Challenge: Copy the entries from the line with "Reviewer note: every instance of the grass" up to and including the line with "Reviewer note: every instance of the stadium in", substituting "marker" for every "keypoint" and changing nothing else.

Coordinate annotation entries:
──────────────────────────────

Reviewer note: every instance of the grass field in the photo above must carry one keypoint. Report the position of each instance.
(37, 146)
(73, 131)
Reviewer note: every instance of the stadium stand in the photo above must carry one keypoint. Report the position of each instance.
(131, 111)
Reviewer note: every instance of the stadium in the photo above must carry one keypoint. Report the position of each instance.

──────────────────────────────

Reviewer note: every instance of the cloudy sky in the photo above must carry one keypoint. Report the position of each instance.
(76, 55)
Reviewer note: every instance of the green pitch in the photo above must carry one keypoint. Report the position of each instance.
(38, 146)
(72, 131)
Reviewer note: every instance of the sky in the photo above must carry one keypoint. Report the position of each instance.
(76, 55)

──────────────────────────────

Written answer:
Reviewer note: every instance of the grass field in the photo above must carry one marker. Report the position of each instance.
(37, 146)
(73, 131)
Reviewer note: every instance of the stadium stand in the photo above must carry one marker. Report the position of each instance.
(131, 111)
Reviewer note: every instance of the stadium in the photo above must carry one marker. Report the position of each instance.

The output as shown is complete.